═══ SUPPLIED TEXT

They Aren't The Biggest Fan Of Marriage

Does your partner make comments about not agreeing with marriage, or make jokes about monogamy? If these things are important to you, therapist Carrie Krawiec, LMFT tells Bustle it may be a good idea to pump the brakes. It may be a sign they aren't all in with these ideas, and may just be agreeing to marriage to make you happy. Be sure to ask them honestly if marriage is something they want, because such a monumental step should be agreed on by both people to keep a healthy relationship in the future.

You've Noticed A Red Flag Or Two

If you see a giant red flag waving around (or even a tiny, pink flag) marriage might not be a good idea just yet — especially if your partner isn't willing to make changes. Whether it be issues with communication, or subtle habits they have that are hurting you, red flags may be dealbreakers over time. As life coach Nina Rubin tells Bustle, "Let’s say you’ve talked about it and you have expressed your concern but the other person is unwilling to look at alternatives." Since you want to be with someone who values you enough to make a change, and do whatever it takes to create a healthier relationship, it may be smart to go your separate ways.

You Keep Complaining About The Same Things

In the same vein, if you find yourself complaining about the same thing over and over again in regards to your partner, it may be a sign your partner won't make a good spouse. "Sure, your partner will have certain behaviors or mannerism that annoy you, but I am talking about the ones that impact your own daily functioning and life on a regular basis and bring you more negativity," psychotherapist Julia Colangelo, LCSW tells Bustle. "Do not shrug these off."

══════
═══ EXCERPTED DATA

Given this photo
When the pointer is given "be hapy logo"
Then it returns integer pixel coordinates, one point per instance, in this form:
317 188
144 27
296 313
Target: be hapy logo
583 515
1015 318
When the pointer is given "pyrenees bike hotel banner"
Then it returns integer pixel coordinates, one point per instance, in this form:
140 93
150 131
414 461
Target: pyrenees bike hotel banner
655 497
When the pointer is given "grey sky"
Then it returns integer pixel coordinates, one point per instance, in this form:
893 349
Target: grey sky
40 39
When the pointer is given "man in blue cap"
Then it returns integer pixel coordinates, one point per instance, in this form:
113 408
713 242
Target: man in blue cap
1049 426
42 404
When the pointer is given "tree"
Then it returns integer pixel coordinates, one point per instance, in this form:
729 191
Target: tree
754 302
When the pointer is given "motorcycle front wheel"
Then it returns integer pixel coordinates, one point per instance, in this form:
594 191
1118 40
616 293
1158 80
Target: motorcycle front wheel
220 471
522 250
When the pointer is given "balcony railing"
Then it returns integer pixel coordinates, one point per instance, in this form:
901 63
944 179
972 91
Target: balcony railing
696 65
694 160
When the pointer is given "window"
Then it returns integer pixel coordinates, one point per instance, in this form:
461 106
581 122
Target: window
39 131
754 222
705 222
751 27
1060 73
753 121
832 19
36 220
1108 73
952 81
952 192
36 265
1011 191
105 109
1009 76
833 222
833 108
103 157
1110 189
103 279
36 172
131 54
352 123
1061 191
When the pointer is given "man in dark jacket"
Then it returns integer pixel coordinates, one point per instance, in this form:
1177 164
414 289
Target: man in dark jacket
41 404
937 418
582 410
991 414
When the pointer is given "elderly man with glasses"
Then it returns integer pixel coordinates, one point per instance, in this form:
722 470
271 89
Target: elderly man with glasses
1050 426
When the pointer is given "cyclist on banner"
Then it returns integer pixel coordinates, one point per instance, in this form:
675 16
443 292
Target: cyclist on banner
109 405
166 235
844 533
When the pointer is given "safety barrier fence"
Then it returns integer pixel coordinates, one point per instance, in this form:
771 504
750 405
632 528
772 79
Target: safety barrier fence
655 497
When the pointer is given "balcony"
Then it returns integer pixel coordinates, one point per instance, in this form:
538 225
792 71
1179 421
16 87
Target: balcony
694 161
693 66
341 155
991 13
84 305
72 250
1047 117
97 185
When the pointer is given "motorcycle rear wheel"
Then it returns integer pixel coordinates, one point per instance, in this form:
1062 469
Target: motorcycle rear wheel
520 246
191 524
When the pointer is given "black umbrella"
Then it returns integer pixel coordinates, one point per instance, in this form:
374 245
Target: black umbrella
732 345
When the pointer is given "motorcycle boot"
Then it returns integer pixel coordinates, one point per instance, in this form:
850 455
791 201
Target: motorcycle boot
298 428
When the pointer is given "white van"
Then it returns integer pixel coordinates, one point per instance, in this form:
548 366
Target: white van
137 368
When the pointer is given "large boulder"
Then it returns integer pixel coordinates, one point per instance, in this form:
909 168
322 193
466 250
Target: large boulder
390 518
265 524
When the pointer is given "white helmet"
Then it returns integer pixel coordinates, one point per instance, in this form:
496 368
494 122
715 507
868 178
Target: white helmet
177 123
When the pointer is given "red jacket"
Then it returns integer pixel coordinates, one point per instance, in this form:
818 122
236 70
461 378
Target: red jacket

══════

> EXERCISES:
1. In the text on warning signs before marriage, what is the profession of Nina Rubin?
2. Continue the text on warning signs before marriage from the point where it stops.

> RESULTS FOR EACH TASK:
1. Life coach.

2.
It can help to see a therapist together, in cases like these, to get to the bottom of why your partner is having trouble making changes. But if nothing improves after that, and you'd like to move on, doing so may be the healthiest choice.

You Can Feel It In Your Gut

Rubin says you'll feel it in your gut if something isn't quite right. And it's important to listen. If something's up with your partner, if there isn't respect or trust, or if you don't think they're all-in, listen to your gut. It may very well be right!

From there, you can decide how to proceed. If your partner wants to make things work, you can work out your issues together or with a therapist. Or, you can decide to end things. All these options are completely viable, as long as they're what's best for you.